◆ WORK TO BE COMPLETED ◆
The reply must consist of the complete listing, reproduced exactly, with no images included.

◆ ENTRIES SHOWN ◆
*** Begin section ***

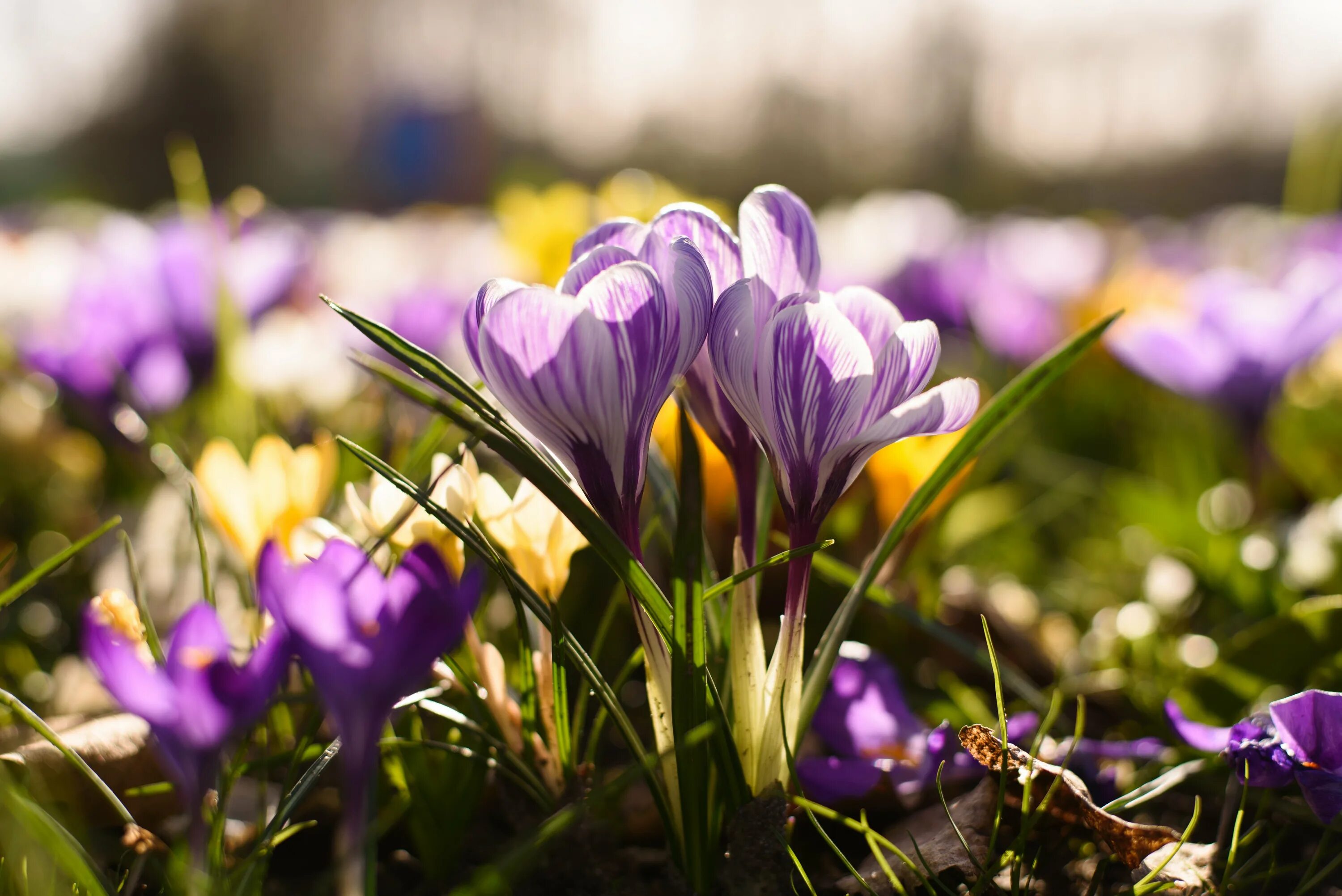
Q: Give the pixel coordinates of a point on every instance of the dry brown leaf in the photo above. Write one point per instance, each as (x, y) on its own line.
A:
(937, 841)
(1071, 803)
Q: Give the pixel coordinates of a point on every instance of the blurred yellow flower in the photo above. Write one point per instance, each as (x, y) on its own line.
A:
(269, 495)
(541, 225)
(454, 488)
(898, 470)
(539, 539)
(718, 483)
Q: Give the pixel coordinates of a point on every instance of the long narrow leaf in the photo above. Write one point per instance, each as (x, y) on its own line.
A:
(1004, 407)
(524, 458)
(54, 562)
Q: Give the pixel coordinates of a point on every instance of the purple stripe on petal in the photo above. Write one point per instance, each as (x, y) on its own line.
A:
(624, 233)
(486, 298)
(592, 263)
(814, 386)
(733, 335)
(714, 239)
(779, 241)
(1310, 726)
(1196, 734)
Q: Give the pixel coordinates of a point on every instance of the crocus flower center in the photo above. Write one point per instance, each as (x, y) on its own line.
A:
(119, 612)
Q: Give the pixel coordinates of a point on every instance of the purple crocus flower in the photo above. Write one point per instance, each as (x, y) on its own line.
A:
(1300, 738)
(145, 306)
(721, 253)
(196, 702)
(824, 380)
(875, 739)
(587, 367)
(368, 641)
(1236, 337)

*** End section ***

◆ ANSWER AREA ◆
Q: Give the pixel coordinates of a point on every instance of the dry brown leaf in the photo above. Write one point per instance, each as (x, y) on its own line.
A:
(937, 841)
(1071, 803)
Q: Give the pixel coordinates of a point on every instance of the blurred yellow flower in the photo above. Write one point per instance, each as (x, y) on its own line.
A:
(269, 495)
(541, 225)
(454, 488)
(898, 470)
(539, 539)
(718, 483)
Q: Give the pixel coordinates of a point on every instance of the long narrow leaf in the photo above. Write one point per instance, each as (x, y) on its own line.
A:
(1004, 407)
(524, 458)
(54, 562)
Q: Give the pixel coordinates of a point on every instance of the purple stripe on petal in the photo above. Write one point per instance, each as (x, y) on its own line.
A:
(624, 233)
(486, 298)
(592, 263)
(814, 386)
(733, 335)
(714, 239)
(779, 241)
(1310, 726)
(1196, 734)
Q: Give the pixel coordinates of a point on every instance of the crocus flower center in the photo above. Write one point per instance, each as (x, y) on its own line.
A:
(119, 612)
Q: Give the pixel coordinates of a point on every instance of the purple crocus flower in the photo above. Write one point per instance, each as (x, y) on its own line.
A:
(1300, 738)
(145, 306)
(721, 253)
(196, 702)
(824, 380)
(875, 739)
(587, 367)
(368, 641)
(1236, 337)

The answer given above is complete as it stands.